(Task to complete)
Wherever a line in the data holds the word "below", pull that line out.

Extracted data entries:
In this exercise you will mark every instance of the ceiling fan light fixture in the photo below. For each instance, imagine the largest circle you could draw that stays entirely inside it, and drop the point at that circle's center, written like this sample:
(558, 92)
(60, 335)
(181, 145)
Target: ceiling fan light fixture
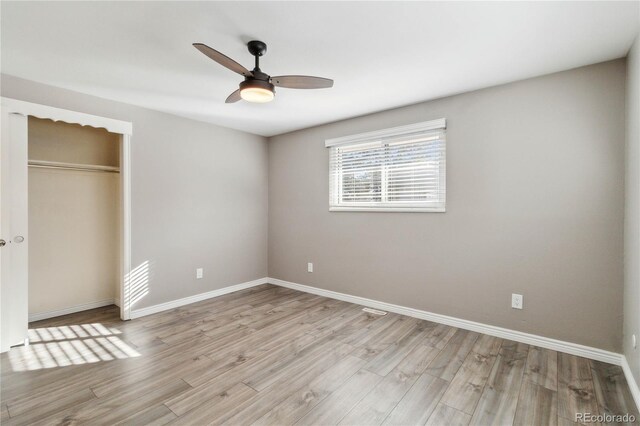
(257, 91)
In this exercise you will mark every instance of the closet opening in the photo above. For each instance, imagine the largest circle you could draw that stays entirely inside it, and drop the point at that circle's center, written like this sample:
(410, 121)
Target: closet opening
(74, 218)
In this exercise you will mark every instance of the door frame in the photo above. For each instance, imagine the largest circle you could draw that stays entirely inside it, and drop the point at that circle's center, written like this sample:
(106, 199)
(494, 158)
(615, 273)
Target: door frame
(124, 129)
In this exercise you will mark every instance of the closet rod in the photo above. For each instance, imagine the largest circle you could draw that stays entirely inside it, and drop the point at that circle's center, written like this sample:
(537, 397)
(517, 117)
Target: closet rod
(72, 166)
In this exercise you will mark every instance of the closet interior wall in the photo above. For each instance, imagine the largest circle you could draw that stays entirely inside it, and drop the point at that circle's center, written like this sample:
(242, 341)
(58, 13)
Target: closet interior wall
(74, 221)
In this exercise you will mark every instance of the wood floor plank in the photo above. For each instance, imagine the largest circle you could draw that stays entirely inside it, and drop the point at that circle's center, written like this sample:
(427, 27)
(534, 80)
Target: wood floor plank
(542, 367)
(270, 355)
(374, 408)
(440, 335)
(467, 385)
(388, 359)
(444, 415)
(497, 404)
(215, 405)
(301, 401)
(419, 402)
(49, 406)
(537, 405)
(333, 408)
(152, 416)
(305, 371)
(5, 414)
(576, 393)
(451, 357)
(612, 391)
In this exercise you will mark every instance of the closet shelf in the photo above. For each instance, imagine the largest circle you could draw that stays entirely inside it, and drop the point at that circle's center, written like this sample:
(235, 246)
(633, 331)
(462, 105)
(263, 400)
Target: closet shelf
(73, 166)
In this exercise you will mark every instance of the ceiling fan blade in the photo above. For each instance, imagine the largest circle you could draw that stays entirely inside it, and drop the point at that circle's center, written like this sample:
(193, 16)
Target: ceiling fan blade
(234, 97)
(301, 82)
(223, 60)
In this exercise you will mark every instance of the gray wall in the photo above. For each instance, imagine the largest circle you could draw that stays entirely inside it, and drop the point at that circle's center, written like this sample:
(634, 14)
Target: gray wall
(535, 176)
(199, 194)
(632, 213)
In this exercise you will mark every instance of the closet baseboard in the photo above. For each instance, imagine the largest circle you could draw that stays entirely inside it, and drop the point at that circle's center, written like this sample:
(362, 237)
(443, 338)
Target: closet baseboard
(71, 310)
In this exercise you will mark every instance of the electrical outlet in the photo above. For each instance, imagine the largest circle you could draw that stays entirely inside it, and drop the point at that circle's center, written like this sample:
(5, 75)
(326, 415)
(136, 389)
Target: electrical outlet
(516, 301)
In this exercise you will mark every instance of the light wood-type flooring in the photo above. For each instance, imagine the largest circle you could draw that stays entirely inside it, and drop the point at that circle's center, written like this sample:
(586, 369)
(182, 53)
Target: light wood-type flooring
(270, 355)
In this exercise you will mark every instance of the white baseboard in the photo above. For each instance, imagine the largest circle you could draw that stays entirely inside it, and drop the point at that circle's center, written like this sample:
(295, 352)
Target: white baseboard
(633, 385)
(71, 310)
(505, 333)
(137, 313)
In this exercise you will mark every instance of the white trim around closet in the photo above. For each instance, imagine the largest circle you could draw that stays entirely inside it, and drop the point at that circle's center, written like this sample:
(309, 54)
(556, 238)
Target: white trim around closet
(123, 128)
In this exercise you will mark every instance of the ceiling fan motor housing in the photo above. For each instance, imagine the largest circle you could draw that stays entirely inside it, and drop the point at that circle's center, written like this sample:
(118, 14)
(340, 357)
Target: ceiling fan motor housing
(262, 84)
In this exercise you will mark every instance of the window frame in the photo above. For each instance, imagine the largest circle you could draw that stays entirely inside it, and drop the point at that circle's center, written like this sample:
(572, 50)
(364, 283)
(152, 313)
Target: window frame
(335, 188)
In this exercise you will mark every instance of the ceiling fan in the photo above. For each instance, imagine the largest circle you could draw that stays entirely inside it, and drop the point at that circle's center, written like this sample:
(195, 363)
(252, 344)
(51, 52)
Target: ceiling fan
(258, 86)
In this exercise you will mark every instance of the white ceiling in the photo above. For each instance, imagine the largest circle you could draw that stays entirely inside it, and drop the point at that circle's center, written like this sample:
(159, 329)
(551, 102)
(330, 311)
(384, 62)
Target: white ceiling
(380, 54)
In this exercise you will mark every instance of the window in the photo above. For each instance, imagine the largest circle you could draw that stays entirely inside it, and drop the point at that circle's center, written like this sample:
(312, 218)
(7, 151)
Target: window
(398, 169)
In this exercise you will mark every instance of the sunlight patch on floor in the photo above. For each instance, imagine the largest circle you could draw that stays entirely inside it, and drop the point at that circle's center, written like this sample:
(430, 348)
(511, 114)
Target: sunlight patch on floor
(52, 347)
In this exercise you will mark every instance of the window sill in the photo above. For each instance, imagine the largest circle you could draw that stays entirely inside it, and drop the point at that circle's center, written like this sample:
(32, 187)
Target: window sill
(389, 209)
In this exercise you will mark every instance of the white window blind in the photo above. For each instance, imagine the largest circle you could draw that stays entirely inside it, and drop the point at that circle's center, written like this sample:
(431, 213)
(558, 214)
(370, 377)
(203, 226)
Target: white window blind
(399, 169)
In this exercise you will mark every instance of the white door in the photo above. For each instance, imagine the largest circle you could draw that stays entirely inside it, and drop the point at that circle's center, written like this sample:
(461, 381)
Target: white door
(14, 311)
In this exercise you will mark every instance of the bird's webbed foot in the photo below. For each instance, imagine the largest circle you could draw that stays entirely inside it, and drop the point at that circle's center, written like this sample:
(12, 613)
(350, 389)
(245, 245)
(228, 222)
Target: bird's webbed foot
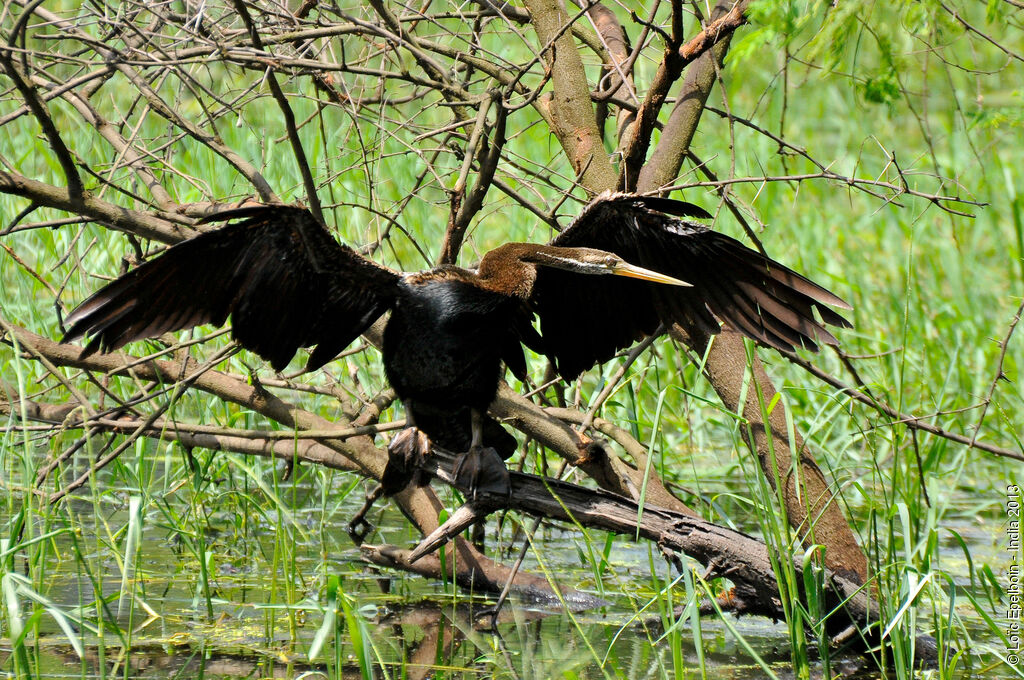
(359, 527)
(481, 469)
(407, 452)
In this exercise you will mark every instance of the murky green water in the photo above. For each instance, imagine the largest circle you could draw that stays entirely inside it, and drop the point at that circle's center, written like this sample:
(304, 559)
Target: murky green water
(260, 609)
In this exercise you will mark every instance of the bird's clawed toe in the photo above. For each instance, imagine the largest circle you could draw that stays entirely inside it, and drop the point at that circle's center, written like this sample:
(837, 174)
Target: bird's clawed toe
(481, 469)
(407, 452)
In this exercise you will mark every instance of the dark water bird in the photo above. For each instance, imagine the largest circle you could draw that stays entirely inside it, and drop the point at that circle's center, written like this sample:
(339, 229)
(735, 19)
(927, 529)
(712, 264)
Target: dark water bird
(624, 267)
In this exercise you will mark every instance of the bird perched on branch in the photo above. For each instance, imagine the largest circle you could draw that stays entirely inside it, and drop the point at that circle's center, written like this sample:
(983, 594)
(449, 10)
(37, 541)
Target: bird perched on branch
(624, 267)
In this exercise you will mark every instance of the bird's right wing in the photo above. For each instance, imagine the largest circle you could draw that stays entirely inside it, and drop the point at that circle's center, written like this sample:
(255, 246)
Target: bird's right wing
(585, 320)
(283, 279)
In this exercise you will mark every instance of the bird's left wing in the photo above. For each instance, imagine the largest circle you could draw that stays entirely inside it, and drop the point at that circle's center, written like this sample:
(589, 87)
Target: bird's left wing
(279, 273)
(586, 319)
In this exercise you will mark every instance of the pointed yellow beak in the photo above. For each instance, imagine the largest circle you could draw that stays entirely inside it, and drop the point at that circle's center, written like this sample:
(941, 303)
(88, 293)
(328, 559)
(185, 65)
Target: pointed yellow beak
(633, 271)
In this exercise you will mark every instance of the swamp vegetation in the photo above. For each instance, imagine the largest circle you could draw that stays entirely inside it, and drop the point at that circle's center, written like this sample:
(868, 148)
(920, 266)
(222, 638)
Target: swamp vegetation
(180, 510)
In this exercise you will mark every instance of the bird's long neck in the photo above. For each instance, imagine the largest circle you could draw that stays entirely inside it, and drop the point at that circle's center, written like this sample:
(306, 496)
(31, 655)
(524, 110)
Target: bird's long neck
(504, 270)
(511, 268)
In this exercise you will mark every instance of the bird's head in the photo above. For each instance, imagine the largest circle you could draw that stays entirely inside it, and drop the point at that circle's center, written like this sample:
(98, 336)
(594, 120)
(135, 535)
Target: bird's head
(592, 261)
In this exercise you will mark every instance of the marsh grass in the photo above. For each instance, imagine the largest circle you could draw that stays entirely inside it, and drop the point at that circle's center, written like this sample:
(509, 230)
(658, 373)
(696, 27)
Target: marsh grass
(196, 555)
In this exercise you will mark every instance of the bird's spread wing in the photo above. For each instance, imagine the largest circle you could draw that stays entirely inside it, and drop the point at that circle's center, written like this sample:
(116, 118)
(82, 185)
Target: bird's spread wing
(280, 274)
(587, 319)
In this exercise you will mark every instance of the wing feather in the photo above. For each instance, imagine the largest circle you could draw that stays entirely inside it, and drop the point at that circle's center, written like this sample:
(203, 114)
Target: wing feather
(586, 319)
(281, 277)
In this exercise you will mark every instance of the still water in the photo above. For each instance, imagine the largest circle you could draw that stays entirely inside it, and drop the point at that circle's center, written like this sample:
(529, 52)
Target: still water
(251, 597)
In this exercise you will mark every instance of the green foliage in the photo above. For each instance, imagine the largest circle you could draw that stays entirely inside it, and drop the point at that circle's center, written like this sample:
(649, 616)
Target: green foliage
(192, 554)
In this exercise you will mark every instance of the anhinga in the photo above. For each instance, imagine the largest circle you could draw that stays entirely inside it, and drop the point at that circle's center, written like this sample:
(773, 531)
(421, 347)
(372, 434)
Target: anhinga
(287, 284)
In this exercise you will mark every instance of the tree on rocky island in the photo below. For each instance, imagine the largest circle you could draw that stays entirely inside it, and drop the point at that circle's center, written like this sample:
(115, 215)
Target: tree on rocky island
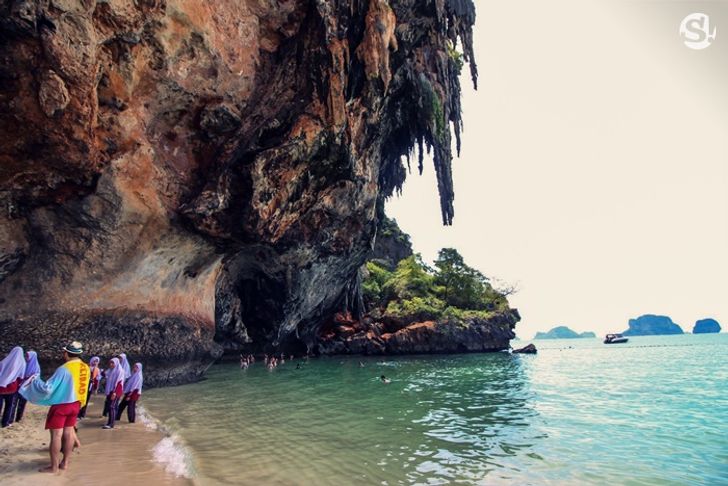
(449, 290)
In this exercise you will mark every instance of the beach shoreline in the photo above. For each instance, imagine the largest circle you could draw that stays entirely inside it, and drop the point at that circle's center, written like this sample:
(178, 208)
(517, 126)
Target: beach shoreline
(125, 454)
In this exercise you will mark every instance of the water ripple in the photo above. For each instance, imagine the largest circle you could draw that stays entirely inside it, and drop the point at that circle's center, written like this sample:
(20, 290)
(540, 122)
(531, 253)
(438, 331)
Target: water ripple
(653, 412)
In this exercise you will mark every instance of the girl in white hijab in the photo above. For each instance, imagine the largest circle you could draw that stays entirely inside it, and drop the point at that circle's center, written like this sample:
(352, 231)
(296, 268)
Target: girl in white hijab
(132, 392)
(125, 365)
(93, 383)
(32, 368)
(114, 390)
(12, 370)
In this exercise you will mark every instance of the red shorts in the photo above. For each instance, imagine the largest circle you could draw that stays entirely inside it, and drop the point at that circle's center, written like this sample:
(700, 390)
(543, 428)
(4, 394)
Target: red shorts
(63, 415)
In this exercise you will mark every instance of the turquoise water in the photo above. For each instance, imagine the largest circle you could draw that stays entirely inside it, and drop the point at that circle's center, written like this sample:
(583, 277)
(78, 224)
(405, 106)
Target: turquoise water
(654, 411)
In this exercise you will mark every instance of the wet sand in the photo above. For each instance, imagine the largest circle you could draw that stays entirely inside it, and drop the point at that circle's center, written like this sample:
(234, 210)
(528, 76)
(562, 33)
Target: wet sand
(119, 456)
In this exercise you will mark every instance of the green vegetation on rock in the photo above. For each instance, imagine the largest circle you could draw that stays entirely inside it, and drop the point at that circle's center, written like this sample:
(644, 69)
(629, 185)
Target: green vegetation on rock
(451, 291)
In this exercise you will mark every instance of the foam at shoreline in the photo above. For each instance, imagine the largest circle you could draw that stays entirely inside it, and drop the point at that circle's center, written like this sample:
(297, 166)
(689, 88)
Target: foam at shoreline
(170, 452)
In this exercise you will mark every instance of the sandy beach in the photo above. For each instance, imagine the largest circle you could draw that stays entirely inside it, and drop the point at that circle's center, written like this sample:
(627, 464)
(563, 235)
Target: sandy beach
(120, 456)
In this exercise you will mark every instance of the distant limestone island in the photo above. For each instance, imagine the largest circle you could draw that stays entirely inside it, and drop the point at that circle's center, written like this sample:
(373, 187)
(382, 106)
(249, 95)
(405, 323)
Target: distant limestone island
(563, 332)
(706, 326)
(653, 325)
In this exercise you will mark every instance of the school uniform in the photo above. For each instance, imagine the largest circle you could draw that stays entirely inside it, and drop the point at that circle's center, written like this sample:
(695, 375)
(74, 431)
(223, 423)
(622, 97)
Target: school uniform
(32, 368)
(115, 387)
(132, 392)
(12, 370)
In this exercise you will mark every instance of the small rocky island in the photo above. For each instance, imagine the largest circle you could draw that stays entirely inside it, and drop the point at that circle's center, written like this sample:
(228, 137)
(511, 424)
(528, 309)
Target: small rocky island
(410, 307)
(706, 326)
(563, 332)
(652, 325)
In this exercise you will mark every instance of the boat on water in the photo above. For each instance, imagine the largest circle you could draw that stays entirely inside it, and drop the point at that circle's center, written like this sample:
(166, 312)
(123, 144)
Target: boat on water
(615, 339)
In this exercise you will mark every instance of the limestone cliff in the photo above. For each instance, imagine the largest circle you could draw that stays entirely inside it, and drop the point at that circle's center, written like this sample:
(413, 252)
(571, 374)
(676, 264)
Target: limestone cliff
(178, 176)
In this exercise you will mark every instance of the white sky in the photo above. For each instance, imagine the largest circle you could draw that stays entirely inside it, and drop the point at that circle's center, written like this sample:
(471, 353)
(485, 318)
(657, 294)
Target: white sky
(594, 170)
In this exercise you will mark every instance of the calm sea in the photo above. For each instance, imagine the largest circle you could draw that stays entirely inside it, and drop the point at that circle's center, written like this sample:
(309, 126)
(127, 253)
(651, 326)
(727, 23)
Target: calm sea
(653, 411)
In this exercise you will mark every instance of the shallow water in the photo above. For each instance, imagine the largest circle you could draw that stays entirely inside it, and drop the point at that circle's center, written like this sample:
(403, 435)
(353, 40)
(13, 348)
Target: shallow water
(654, 411)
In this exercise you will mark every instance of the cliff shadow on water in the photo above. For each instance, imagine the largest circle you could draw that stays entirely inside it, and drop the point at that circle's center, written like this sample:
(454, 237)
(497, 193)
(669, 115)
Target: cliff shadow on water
(180, 179)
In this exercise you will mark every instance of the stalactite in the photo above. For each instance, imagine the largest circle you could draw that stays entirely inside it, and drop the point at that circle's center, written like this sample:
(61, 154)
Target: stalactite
(424, 95)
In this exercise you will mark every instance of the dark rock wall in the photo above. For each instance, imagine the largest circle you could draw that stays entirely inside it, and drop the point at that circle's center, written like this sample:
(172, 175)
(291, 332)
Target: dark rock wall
(179, 177)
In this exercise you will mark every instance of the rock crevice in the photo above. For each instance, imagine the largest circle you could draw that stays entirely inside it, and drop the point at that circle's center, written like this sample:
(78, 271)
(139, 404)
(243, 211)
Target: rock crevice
(216, 169)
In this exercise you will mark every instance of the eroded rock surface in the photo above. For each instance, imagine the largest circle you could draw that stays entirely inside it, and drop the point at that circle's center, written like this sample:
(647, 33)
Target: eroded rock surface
(178, 177)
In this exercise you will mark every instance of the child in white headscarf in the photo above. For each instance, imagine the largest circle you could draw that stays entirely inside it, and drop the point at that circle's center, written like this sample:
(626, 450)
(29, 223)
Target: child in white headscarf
(125, 365)
(93, 383)
(12, 370)
(114, 390)
(132, 392)
(32, 367)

(Response to this task)
In this exercise you will mark every instance of the ceiling fan light fixture in the photo below. For each instance, imagine the largest circle you could draw that stays entirely inside it, and drop the point at that circle's center, written like this sample:
In this exercise you will mark every instance of the bird's webbed foot in the photo below. For each instance, imagine the largest circle you could draw that stays entirely inside it, and drop the point at that circle's center, written like this sample:
In this exercise you will mark every instance of the tree on rocky island in the photo below. For each instance, imagine the largest circle you could draw that stays entirely inside it, and drop the point at that circle's center, written like this sample:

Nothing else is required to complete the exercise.